**Source document**
○ ○ ○
Who is ‘El Mencho’, Mexico’s most-wanted drug cartel leader?

At least 25 members of Mexican army left dead in aftermath of military raid which killed crime boss

Nemesio Oseguera Cervantes, also known as "El Mencho", appears in undated photographs in a wanted poster on the US state department website. Photograph: Reuters
Nemesio Oseguera Cervantes, also known as "El Mencho", appears in undated photographs in a wanted poster on the US state department website. Photograph: Reuters

Mexican drug lord Nemesio Oseguera, commonly known as “El Mencho” and infamous for the trail of bodies he left behind in battles with government forces and rival gangs, died in a ‌military raid on Sunday.

The operation set off a wave of violence, with torched cars and gunmen blocking highways in more than half a dozen states. At least 25 members of Mexico’s army were left dead in separate attacks, as well as 30 criminal suspects, Mexican authorities said on Monday.

A former police officer, Oseguera (59) was the leader of the powerful Jalisco New Generation Cartel (CJNG), an international criminal enterprise widely viewed as one of Mexico’s most powerful.

Over a relatively short period of time, Oseguera ​masterminded the CJNG’s emergence as a criminal empire rivalling his former allies in the Sinaloa Cartel. He managed to evade arrest for years despite the offer of a $15 million (€12 million) reward from the US for information leading to his arrest or capture.

CJNG has been blamed for smuggling vast quantities of drugs into the US, including the synthetic opioid fentanyl, which has been linked to hundreds of thousands of overdose deaths in recent years.

'El Mencho': His cartel, his death, and what happens nextOpens in new window ]

“Apart from the heads of the Sinaloa ​cartel, El Mencho has been the biggest prize for many, many years,” said Vanda Felbab-Brown, a security expert and senior fellow at the Brookings Institution.

“And it’s really stunning, just like the heads of the Sinaloa cartel, how long he managed ⁠to evade US and Mexican law enforcement gunning for him.”

Arguably Mexico’s most influential crime boss after captured kingpin Joaquin “El Chapo” Guzman, now in a US prison, Oseguera diversified ‌into ‌rackets ​such as stolen fuel, forced labour and human trafficking.

But unlike Guzman, who became a media celebrity, El Mencho preferred to remain in relative obscurity. He achieved notoriety for expletive-laden recordings leaked on social media in which he threatened enemies and officials. Oseguera was also known for evading ⁠capture in spectacular fashion.

Jalisco New Generation Cartel graffiti in Aguaje, Michoacan, Mexico. Photograph: Daniel Berehulak/New York Times
Jalisco New Generation Cartel graffiti in Aguaje, Michoacan, Mexico. Photograph: Daniel Berehulak/New York Times

In May 2015, as Mexican forces closed in on ​him, his tipped-off henchmen shot down a military helicopter with a rocket-propelled grenade to give ​their boss time to escape.
○ ○ ○
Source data
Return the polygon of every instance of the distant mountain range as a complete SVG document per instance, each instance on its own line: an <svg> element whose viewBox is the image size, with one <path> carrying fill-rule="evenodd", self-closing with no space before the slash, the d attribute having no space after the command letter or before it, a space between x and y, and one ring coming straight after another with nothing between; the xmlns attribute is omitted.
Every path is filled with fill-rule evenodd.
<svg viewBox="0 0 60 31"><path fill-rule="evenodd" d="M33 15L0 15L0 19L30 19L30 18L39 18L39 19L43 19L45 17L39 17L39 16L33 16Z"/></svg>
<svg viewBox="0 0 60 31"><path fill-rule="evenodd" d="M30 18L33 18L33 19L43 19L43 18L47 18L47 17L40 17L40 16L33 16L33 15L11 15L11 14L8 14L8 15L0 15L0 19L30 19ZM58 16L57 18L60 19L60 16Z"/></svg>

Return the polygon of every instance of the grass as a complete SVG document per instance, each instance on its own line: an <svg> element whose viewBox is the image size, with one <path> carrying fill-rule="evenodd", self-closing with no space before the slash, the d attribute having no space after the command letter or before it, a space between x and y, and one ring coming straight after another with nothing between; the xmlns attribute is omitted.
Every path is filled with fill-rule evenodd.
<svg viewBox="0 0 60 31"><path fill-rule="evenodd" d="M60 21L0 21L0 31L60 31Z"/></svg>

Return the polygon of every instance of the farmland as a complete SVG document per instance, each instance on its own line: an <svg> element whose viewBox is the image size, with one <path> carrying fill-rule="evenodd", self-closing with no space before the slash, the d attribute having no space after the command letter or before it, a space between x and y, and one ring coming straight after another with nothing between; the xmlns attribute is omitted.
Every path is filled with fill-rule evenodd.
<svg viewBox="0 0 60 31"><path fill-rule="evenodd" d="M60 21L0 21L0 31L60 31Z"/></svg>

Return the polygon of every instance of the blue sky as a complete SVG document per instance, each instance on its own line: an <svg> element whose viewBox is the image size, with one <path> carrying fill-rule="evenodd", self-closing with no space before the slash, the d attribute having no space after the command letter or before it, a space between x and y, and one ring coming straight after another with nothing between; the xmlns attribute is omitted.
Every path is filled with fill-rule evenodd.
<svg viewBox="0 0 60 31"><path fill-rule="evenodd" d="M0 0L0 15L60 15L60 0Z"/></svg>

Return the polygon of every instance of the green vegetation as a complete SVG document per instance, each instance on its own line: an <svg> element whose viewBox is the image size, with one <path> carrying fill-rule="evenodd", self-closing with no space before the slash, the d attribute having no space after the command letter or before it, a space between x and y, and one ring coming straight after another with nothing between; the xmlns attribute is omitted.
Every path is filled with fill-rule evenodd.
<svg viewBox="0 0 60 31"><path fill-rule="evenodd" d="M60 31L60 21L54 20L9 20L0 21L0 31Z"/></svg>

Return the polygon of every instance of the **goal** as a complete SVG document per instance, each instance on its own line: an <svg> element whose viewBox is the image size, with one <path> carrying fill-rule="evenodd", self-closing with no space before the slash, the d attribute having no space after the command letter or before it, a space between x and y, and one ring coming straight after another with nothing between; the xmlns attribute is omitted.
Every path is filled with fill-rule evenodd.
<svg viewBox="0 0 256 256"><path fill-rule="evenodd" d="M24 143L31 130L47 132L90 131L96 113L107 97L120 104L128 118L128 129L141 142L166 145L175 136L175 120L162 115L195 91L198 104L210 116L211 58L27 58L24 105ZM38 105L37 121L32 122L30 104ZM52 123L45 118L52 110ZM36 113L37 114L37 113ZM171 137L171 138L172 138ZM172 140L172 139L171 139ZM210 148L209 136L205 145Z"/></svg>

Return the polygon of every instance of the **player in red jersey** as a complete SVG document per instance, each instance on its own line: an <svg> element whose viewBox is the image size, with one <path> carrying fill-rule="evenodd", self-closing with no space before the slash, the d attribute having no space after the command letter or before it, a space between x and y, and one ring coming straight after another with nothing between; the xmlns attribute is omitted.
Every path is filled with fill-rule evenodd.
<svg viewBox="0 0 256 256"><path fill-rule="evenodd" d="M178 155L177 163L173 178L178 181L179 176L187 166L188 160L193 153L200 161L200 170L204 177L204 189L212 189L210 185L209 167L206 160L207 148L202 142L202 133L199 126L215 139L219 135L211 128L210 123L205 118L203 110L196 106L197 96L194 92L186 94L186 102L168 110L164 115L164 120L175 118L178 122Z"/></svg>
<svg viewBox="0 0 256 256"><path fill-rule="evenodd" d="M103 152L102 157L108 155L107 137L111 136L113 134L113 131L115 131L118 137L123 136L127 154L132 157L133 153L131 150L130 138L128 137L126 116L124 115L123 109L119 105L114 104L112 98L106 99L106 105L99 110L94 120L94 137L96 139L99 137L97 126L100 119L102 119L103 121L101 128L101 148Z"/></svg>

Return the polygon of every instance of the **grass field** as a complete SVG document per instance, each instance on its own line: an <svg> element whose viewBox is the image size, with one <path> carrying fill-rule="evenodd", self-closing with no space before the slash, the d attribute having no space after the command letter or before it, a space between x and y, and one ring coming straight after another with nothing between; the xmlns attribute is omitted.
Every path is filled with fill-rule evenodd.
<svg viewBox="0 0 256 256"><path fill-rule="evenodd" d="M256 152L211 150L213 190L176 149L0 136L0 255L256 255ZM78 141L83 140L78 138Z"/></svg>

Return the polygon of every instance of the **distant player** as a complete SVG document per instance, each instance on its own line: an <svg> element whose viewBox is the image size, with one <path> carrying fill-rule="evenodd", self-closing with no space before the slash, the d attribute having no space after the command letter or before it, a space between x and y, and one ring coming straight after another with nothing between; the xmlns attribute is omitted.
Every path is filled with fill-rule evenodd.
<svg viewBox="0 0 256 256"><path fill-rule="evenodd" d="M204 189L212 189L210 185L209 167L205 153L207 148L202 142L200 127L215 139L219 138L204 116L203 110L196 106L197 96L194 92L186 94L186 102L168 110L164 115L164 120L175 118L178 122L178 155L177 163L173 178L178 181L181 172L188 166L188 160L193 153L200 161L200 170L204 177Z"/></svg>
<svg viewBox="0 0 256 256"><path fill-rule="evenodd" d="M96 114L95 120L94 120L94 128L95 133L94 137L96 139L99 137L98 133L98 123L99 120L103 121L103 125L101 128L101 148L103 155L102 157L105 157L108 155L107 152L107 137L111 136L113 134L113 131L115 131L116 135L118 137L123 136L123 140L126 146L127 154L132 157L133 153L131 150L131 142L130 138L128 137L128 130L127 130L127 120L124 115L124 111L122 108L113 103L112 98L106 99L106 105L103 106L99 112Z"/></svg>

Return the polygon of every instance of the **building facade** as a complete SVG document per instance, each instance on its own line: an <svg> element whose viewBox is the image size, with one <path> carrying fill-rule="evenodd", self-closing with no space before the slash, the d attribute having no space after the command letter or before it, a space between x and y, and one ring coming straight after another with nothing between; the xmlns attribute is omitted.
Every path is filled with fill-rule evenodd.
○ ○ ○
**Exercise**
Extend the article on El Mencho with a few paragraphs that pick up after its last sentence, about the May 2015 helicopter attack. The listing is separate material and has no connection to the article.

**Exercise response**
Targets of his hit men were rarely so lucky. His gang routinely employed beheadings and other gory means of intimidation.

In one six-week period in 2015, the gang ‌killed two dozen police in western Mexico as a warning to authorities.

Mexico's security secretary Omar Garcia Harfuch speaks next to Mexico's president Claudia Sheinbaum last week. Photograph: Mario Armas/AFP via Getty
Mexico's security secretary Omar Garcia Harfuch speaks next to Mexico's president Claudia Sheinbaum last week. Photograph: Mario Armas/AFP via Getty

In ​2020, Mexico City’s then chief of police Omar Garcia Harfuch survived an assassination attempt that killed two of his bodyguards in an attack authorities blamed on JNGC. Harfuch is now the country’s security chief and helped oversee the ⁠operation against Oseguera.

Oseguera was born in 1966 ​in a poor village in the mountains of the rugged and notoriously lawless western state of Michoacan. There, cultivation of opium poppies and marijuana have competed with avocado production for decades.

As a boy, he worked the fields, and later went to seek his fortune in the US, where prosecutors said he got into the heroin trade. After a few years, he was arrested and served time in a US prison.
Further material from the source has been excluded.